**Data shown:**

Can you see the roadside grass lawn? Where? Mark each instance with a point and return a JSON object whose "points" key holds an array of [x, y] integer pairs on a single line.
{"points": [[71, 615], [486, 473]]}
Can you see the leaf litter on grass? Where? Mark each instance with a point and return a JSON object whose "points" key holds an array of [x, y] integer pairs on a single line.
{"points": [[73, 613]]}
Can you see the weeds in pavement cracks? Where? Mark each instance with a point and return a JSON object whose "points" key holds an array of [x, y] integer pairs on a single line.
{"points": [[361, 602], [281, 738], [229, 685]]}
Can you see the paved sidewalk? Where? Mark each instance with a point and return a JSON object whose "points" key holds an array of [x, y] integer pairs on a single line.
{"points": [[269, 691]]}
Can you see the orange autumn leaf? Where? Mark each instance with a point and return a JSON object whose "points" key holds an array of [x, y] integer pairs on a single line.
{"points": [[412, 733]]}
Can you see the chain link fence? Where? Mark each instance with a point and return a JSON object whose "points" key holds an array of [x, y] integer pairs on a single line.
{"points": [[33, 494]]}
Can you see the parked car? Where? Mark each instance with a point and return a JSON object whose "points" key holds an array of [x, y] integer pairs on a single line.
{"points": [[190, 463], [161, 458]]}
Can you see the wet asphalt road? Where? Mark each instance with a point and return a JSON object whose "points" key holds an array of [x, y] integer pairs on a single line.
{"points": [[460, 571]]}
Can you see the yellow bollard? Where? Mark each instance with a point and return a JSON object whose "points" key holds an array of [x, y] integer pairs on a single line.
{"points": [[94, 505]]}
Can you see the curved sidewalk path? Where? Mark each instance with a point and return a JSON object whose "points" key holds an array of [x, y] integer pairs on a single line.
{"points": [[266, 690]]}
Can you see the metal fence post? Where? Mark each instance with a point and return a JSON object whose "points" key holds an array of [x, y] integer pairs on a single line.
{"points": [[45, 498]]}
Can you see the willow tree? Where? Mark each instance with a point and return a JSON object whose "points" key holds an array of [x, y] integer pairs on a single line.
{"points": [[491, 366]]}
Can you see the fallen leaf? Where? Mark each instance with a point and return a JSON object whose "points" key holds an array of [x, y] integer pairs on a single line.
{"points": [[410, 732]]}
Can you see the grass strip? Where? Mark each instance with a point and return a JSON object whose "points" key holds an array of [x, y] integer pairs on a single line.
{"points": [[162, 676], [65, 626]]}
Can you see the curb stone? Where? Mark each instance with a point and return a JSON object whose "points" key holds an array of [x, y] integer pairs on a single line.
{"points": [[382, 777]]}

**The problem:** Put every line of the data above into a numbered list, leaving out any blank lines.

**Result of the task:**
1. Can you see the roadside grass lawn? Where? Mark each instance with a point and return a JSON object whose "points" key holds an array of [x, y] integer pairs on a single line.
2. {"points": [[71, 615], [486, 473]]}
3. Can you see the leaf litter on grass? Where? Mark each instance with a point and return a JSON object whose "points" key holds an array of [x, y] integer pairs on a single line.
4. {"points": [[73, 613]]}
5. Can you see the weeds in pavement cracks? Where? Mark each instance with a point and return a JSON object whose "points" key holds an array of [x, y] integer pairs on a single line.
6. {"points": [[361, 602], [281, 738], [229, 685]]}
7. Can you see the paved sidewalk? Where? Mark each instance with a point and return a JSON object whose "points" key holds an array of [x, y] integer pairs on a single line.
8. {"points": [[269, 691]]}
9. Can you see the orange autumn leaf? Where? Mark each instance with a point and return a JSON object whose "points" key holds an array of [x, y] integer pairs on a single line.
10. {"points": [[412, 733]]}
11. Can you see the chain link fence? Where? Mark each instance with a point and return a JSON object whose "points" key holds an array of [x, y] integer pairs on a single line.
12. {"points": [[33, 494]]}
13. Can you see the parked car? Where? Mark each instance with a point and return a JSON object whose "points" key holds an array of [x, y] integer pairs on a single line.
14. {"points": [[190, 463], [161, 458]]}
15. Can you see the wet asphalt road? Where? Mark each instance with a point and return a JSON object whose "points" key holds an array of [x, y] integer pairs on a single line.
16. {"points": [[460, 571]]}
17. Can you see the yellow bollard? Where? Mark each instance with a point and return a JSON object whose "points" key holds an array of [x, y] integer pairs on a single line.
18. {"points": [[94, 505]]}
19. Can you see the curved sidewalk path? Where? Mark each instance with a point and return a JSON object whose "points" key holds an array of [x, y] integer pairs on a single line.
20. {"points": [[266, 690]]}
21. Can you see the metal fence post? Where? Mark each instance with a point and return a JSON object whose "points" key holds an array of [x, y] integer pairs on a single line.
22. {"points": [[45, 498]]}
23. Can you see the willow tree? Where? Mark each instance with a point and return a JSON object whose "points" key holds an array of [x, y] integer pairs on a single line.
24. {"points": [[491, 366]]}
25. Can you see the fallen leaf? Where? Mark each instance with a point and return a JSON object whose "points" key holds an array of [x, y] integer pairs on a single line.
26. {"points": [[410, 732]]}
27. Can you see the grass strip? Where? Mark each instance with a point and return a JSON object whose "points" key holds an array of [x, y] integer pairs on a single line.
28. {"points": [[162, 676], [65, 626]]}
29. Can you see the curb stone? Where? Mark each instance with a point and return a JSON object whose "points" key holds an array of [x, y] integer pairs on a single line.
30. {"points": [[382, 777]]}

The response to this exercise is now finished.